## [Exercise requirements]
Rewrite all of the data below, swapping every "thickest part" for "widest part" and keeping everything else unchanged. Leave the pictures out of your answer.

***** Provided records *****

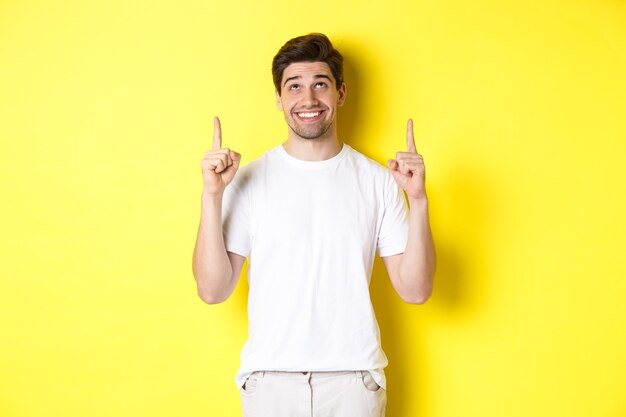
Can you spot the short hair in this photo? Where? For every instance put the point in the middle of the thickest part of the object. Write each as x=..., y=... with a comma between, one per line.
x=314, y=47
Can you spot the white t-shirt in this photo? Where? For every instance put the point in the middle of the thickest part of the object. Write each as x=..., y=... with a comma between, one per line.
x=310, y=231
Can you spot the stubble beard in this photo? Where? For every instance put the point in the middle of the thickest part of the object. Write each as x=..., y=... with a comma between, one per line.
x=309, y=132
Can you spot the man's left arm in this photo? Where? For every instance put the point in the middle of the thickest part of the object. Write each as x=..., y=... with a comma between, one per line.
x=412, y=272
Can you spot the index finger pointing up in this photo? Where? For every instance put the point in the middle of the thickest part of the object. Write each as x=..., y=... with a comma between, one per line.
x=410, y=139
x=217, y=133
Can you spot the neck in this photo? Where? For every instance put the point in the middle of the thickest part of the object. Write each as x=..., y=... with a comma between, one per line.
x=318, y=149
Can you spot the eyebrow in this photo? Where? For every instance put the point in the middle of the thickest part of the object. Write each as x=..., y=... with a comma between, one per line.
x=317, y=76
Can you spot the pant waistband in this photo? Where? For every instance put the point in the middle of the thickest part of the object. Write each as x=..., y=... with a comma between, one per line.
x=314, y=374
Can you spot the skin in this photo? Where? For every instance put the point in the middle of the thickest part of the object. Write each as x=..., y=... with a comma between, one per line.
x=308, y=89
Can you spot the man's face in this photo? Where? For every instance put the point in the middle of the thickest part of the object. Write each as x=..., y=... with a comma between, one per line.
x=310, y=99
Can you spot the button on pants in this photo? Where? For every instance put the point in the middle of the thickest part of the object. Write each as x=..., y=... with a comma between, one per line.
x=312, y=394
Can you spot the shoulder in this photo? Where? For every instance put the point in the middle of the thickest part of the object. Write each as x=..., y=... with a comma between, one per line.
x=248, y=173
x=367, y=165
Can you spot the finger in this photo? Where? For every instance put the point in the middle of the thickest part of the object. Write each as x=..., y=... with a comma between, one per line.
x=408, y=156
x=212, y=153
x=217, y=133
x=235, y=158
x=410, y=139
x=216, y=165
x=225, y=158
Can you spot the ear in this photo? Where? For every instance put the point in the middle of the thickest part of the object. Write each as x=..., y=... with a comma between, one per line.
x=279, y=103
x=342, y=94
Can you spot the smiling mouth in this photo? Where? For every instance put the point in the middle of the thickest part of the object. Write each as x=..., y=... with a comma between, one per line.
x=309, y=116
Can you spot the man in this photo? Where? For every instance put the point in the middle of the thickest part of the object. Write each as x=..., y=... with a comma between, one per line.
x=310, y=215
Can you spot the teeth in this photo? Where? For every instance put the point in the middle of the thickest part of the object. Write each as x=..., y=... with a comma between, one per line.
x=309, y=114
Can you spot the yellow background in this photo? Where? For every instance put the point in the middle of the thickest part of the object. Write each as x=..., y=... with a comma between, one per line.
x=105, y=113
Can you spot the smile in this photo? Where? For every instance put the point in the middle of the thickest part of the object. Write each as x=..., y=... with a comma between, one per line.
x=308, y=116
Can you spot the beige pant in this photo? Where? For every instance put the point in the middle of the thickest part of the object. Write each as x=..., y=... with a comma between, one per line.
x=312, y=394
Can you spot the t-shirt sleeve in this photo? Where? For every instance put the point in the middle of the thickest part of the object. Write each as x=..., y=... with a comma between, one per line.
x=236, y=215
x=394, y=229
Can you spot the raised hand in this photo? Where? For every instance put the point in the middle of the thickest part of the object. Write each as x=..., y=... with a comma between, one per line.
x=219, y=164
x=408, y=168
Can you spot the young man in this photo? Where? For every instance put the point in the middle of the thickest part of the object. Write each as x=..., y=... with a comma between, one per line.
x=310, y=214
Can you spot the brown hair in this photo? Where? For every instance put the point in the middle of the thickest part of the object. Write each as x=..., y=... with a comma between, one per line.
x=314, y=47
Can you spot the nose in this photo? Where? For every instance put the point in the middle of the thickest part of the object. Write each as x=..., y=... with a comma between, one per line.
x=309, y=98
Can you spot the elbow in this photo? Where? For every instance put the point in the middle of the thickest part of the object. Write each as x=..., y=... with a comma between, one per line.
x=417, y=297
x=211, y=297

*****

## [Correct result]
Can you spot the short hair in this photo? Where? For every instance put the point in the middle of the widest part of the object. Write each as x=..., y=... with a comma between, one per line.
x=314, y=47
Can you spot the white t-shirt in this photo? Where? For every instance put the point in the middle of the widest part of the object. Write each as x=..., y=... with a comma between, one per line.
x=310, y=231
Can you spot the stubble beard in this photo? Where? For every instance put the point in the middle of the widest part of the object. Write each as x=..., y=... with a comma between, one per line.
x=309, y=132
Can you spot the man's left arm in this photo? Where? For every instance put the point in the middle of the widest part of the object. Write each as x=..., y=... with a comma between, one per line.
x=412, y=272
Can you spot the index finger pointing up in this photo? Where? For every instance put the point in the middle of the widest part of the object. Write each as x=..., y=... with a comma between, one per line.
x=410, y=139
x=217, y=133
Can you spot the neck in this photo? Where? For every instance put the point in the middle of the widest part of the object. Write each as x=..., y=... with a comma between, one per line.
x=318, y=149
Can you spot the eyebrow in this photo? Where? For every instance put the point in the middle of the widest part of the object. Write each as x=..., y=... with a comma between, one per line.
x=317, y=76
Can you spot the pant waistband in this photo? Where? For every instance put the point in the middle of the widest part of the object. Write each as x=..., y=... with a comma between, one per line.
x=314, y=374
Can you spot the skin in this photo? Where? For every instance put the point in the middle of the widest part of the object. Write each as x=..., y=... with a comma between, one per line.
x=308, y=89
Can you spot the man's face in this photo? Where? For every instance put the point in the middle of the widest part of the object. Write each as x=..., y=... with a comma between, one per line.
x=310, y=99
Can you spot the button on pants in this photo? Where? For every instance put the point in the middle of the widest part of the object. Write each as x=..., y=... with a comma between, one per line.
x=312, y=394
Can you spot the shoulder in this photo? Where? For every instance put the point in the middle of the widest part of the object. Write each as x=..., y=... with a comma between, one per line.
x=248, y=173
x=367, y=165
Can you spot the finger in this photo? Where? For every instance put the point in the middle of the widest part of the object. Write each as x=..., y=... with a comma between, one per line.
x=408, y=156
x=212, y=153
x=217, y=133
x=235, y=158
x=410, y=139
x=216, y=165
x=225, y=158
Can you spot the ear in this photo? Where? For every instance put the point in the middle of the widest part of the object. Write each as x=..., y=... with a comma between, one per line.
x=279, y=103
x=342, y=94
Can you spot the smiling mouth in this photo? Where? For every instance put the point in the middle of the widest part of the object. Write each as x=..., y=... with a comma between, one per line.
x=309, y=116
Can you spot the man in this photo? Where? For every instance put the point in the middle of the widest part of the object. Write each as x=..., y=... with a comma between, one per line.
x=310, y=215
Can you spot the teeth in this photo? Where? For every instance put the point in the middle of the widest part of the object. Write each as x=..., y=... with a comma between, one per line.
x=309, y=114
Can you spot the yellow background in this photo? Where? For every instance put the point in the middle of the widest part of the object. Write each as x=..., y=... with a comma between, one per line.
x=105, y=113
Can you spot the smile in this photo? Where? For every instance put the point in the middle of the widest part of the object. Write each as x=..., y=... with a comma between, one per line.
x=308, y=116
Can you spot the beige pant in this photo? Where? For every instance put the point in the middle of the widest part of the object. Write each as x=..., y=... with a comma between, one per line.
x=312, y=394
Can you spot the t-shirt sleeve in this photo? Where? For every instance put the point in the middle of the widest part of the object. Write each as x=..., y=... with a comma between, one per line.
x=236, y=215
x=394, y=229
Can you spot the raised hand in this photo? Where? For every instance put the point in the middle of the widest part of the object. Write each as x=..., y=... with a comma between, one per line.
x=219, y=164
x=408, y=168
Can you spot the young man in this photo? Where? For every instance put the point in the middle of the widest part of the object. Write each as x=..., y=... with a comma between, one per line.
x=310, y=214
Can you spot the brown hair in this photo? Where? For every instance put the point in the middle of the widest part of the object. Write each as x=..., y=... with a comma between, one per line.
x=314, y=47
Can you spot the nose in this photo? Where? For every instance put the point in the middle of the widest part of the object. Write each as x=..., y=... with a comma between, one per line.
x=309, y=98
Can you spot the elbow in this photo? Where? For every instance put the point in the middle of the widest part of the object. Write each as x=..., y=... with a comma between, one per line.
x=417, y=297
x=211, y=297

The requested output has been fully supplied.